(Point-per-instance localization data)
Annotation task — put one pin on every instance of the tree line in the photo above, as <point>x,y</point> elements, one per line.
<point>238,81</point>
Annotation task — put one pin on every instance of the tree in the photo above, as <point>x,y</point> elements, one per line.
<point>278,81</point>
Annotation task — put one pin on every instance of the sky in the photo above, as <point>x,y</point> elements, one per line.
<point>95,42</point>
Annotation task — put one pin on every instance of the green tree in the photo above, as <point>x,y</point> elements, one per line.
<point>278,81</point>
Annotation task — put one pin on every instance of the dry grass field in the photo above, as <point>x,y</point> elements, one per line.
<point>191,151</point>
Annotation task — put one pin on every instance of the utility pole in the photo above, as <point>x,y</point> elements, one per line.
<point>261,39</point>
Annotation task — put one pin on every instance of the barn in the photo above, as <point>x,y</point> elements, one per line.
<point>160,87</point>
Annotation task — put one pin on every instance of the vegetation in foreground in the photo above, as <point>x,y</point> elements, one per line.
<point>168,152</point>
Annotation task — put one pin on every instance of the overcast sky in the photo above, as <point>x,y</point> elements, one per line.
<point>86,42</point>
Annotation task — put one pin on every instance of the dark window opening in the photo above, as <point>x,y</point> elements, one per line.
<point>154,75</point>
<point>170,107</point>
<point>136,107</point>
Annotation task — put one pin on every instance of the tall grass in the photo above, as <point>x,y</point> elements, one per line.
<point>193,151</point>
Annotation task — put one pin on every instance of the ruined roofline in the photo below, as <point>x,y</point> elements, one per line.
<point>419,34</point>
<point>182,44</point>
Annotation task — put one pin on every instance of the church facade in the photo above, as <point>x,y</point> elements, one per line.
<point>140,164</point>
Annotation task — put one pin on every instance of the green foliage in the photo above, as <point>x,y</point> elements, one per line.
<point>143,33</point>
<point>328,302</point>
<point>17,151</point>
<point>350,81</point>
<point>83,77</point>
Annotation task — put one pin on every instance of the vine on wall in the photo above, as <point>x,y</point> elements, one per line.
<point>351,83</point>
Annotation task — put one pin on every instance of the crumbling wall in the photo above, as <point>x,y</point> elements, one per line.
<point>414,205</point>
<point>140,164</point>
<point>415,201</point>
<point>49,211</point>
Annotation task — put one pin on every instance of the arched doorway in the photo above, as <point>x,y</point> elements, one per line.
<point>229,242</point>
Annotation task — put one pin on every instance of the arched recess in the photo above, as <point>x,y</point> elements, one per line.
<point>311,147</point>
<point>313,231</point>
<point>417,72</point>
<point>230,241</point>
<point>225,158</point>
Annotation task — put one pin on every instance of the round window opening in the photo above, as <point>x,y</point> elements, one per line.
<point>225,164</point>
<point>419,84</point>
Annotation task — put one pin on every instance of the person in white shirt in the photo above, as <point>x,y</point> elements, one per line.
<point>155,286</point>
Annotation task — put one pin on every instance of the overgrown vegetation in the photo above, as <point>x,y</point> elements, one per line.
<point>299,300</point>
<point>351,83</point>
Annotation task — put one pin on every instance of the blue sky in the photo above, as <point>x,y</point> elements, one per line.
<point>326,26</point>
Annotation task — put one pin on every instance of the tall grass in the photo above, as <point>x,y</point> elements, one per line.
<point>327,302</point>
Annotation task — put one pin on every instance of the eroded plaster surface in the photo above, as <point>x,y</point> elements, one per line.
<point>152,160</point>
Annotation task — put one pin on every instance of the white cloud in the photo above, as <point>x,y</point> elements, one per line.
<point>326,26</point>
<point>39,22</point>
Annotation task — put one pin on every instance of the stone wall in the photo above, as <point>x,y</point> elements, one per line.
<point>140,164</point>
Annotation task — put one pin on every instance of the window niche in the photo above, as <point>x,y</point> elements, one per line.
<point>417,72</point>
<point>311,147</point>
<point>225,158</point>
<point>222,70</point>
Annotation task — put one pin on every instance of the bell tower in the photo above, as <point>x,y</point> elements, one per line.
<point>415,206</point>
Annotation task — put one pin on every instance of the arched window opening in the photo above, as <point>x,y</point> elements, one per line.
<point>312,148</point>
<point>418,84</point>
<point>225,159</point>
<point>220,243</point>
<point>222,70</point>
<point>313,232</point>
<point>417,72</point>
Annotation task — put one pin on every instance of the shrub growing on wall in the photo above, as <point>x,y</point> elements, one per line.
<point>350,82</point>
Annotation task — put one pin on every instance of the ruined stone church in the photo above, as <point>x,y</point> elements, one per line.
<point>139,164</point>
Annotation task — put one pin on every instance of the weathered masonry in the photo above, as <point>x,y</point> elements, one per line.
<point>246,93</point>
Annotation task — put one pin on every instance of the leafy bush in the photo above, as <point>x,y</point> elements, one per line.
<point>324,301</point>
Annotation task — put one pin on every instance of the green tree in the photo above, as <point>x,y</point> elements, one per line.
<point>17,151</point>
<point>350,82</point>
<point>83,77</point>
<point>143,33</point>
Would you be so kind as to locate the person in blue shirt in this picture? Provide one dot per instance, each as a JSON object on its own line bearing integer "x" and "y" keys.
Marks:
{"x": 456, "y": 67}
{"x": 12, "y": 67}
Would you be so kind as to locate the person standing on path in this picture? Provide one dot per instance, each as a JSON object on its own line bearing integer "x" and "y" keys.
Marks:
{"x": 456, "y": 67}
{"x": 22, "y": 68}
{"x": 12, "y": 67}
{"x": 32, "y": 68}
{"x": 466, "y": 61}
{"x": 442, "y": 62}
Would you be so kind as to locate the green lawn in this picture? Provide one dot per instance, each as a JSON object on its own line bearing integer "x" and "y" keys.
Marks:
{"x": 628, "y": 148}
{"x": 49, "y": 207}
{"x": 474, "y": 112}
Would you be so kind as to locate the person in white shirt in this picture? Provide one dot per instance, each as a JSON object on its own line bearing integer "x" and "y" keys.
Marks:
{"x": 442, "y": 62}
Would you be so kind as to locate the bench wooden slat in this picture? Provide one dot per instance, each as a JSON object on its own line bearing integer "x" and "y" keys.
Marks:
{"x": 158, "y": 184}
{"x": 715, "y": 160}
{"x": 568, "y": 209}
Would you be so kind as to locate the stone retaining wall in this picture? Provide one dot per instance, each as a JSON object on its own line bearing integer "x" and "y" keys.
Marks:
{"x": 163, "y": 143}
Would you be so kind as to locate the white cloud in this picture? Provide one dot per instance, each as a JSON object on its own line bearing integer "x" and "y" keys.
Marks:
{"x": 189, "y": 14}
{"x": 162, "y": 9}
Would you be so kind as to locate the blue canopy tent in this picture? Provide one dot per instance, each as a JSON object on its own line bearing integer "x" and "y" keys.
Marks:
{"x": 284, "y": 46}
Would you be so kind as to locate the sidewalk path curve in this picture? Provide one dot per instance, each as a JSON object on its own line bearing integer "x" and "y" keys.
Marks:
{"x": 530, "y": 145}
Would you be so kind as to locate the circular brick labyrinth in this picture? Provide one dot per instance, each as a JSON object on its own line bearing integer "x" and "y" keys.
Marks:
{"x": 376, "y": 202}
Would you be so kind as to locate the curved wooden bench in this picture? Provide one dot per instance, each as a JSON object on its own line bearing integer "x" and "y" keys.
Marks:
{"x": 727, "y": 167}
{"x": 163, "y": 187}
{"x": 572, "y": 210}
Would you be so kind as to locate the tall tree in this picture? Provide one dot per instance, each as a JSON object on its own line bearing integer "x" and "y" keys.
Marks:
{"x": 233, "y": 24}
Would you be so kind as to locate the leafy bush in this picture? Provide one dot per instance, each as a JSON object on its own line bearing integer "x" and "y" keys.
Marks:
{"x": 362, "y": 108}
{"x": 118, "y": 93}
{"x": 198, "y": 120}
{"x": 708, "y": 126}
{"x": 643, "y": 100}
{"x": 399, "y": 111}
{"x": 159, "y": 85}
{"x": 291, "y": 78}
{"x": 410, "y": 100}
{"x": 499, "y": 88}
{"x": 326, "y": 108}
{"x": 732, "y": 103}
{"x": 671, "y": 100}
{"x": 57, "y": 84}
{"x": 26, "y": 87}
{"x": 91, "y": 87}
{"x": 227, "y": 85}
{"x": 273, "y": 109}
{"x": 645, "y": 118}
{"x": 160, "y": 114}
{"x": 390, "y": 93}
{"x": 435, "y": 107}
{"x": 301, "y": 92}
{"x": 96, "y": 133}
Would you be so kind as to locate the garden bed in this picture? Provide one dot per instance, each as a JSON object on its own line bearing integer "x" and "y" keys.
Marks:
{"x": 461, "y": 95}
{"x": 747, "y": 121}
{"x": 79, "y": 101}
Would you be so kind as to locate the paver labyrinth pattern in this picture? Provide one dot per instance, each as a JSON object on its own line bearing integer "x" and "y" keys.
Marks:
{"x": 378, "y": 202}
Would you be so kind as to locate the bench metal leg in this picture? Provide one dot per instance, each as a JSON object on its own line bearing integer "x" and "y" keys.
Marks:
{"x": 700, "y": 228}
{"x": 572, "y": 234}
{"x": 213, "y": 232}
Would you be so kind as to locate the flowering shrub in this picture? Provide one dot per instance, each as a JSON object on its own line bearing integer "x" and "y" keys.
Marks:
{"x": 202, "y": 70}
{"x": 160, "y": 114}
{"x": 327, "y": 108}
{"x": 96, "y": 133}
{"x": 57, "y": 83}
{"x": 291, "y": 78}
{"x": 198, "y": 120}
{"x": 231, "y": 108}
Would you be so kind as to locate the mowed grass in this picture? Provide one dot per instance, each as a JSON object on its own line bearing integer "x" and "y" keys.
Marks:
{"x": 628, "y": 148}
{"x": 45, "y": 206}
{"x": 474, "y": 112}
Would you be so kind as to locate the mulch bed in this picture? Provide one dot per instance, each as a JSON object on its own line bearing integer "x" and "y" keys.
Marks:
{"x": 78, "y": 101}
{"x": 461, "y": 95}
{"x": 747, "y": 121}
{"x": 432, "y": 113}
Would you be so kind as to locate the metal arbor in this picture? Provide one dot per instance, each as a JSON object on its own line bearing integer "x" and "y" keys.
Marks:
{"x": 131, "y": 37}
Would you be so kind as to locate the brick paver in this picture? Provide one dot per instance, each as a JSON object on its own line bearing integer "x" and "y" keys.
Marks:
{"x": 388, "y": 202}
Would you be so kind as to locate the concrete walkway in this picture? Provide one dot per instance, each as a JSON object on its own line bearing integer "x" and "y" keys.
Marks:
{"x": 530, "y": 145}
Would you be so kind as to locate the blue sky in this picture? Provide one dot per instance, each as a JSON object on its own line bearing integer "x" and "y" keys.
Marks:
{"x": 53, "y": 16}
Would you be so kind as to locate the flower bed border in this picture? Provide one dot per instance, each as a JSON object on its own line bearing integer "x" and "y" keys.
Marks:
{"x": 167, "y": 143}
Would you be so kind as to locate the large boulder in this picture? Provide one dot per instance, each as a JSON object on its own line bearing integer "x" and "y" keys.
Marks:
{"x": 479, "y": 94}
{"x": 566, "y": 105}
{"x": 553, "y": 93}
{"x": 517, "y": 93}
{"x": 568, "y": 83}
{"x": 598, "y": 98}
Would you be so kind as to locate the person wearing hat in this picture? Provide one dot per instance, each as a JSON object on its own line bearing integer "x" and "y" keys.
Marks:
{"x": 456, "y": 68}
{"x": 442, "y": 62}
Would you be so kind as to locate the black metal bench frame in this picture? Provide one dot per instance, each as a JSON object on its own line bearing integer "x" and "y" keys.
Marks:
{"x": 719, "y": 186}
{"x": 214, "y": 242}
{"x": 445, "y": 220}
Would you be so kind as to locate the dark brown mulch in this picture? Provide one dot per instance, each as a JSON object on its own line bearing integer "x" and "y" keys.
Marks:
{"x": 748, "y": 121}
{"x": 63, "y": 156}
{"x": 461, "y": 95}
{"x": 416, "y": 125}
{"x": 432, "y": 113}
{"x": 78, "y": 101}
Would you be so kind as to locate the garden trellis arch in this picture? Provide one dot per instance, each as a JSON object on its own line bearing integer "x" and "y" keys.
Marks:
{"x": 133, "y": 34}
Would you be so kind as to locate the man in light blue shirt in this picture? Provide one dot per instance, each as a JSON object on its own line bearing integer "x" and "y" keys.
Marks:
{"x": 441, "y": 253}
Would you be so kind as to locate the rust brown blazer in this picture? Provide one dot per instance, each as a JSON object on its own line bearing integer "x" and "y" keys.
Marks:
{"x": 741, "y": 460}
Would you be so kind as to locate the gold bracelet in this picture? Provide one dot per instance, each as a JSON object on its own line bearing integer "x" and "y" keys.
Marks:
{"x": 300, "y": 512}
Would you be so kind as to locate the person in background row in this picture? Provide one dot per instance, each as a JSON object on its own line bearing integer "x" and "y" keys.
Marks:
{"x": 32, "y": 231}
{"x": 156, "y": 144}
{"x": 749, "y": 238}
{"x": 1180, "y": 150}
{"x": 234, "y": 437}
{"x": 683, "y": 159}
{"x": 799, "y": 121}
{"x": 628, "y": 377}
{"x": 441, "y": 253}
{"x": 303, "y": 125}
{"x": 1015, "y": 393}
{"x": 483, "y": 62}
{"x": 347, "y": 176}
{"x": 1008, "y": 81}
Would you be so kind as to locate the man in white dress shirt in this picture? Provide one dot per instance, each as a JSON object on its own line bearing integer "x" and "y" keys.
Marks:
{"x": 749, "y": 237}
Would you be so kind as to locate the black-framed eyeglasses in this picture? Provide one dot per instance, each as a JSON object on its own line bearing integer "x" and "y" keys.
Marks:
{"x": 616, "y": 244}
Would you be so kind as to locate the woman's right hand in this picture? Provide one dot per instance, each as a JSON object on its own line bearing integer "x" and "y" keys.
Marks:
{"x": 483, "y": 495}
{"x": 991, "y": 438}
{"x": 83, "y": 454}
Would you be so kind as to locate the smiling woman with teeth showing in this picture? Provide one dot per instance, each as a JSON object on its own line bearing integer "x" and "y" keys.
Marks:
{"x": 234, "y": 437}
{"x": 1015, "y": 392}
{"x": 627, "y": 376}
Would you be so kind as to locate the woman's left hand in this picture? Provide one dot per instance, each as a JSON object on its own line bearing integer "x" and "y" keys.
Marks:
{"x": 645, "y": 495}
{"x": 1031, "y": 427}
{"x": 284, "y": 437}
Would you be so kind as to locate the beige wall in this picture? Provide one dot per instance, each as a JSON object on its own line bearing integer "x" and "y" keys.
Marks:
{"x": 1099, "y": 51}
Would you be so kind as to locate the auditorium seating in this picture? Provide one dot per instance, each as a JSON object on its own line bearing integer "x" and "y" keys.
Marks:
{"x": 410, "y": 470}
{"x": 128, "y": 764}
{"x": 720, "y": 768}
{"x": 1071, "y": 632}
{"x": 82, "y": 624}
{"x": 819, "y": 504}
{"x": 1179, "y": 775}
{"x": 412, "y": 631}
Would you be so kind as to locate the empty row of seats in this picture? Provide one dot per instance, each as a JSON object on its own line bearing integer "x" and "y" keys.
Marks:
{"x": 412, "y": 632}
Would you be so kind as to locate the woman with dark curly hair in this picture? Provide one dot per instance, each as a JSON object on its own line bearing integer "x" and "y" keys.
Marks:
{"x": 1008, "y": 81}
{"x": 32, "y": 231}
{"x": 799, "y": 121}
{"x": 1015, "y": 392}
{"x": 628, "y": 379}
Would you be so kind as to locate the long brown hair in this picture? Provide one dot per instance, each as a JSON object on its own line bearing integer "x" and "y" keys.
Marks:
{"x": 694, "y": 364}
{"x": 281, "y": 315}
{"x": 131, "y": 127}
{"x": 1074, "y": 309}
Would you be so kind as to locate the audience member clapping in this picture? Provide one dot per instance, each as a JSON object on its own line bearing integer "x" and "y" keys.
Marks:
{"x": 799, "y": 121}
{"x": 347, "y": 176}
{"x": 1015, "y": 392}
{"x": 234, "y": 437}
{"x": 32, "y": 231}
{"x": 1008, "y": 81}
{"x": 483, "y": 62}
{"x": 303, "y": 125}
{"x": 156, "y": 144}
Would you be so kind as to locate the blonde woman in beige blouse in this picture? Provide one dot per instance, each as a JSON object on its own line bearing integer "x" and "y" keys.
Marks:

*Work task*
Look through the data and show every line containing "path".

*Result for this exercise*
Would you be so kind as to locate the person standing on path in this picture? Provide one dot per instance, each as a JSON object on its own line bearing integer "x" and "y" keys.
Would you be so kind as to locate the sidewalk path curve in this picture? Provide one dot per instance, each as a JSON object on its own line bearing integer "x" and "y" keys.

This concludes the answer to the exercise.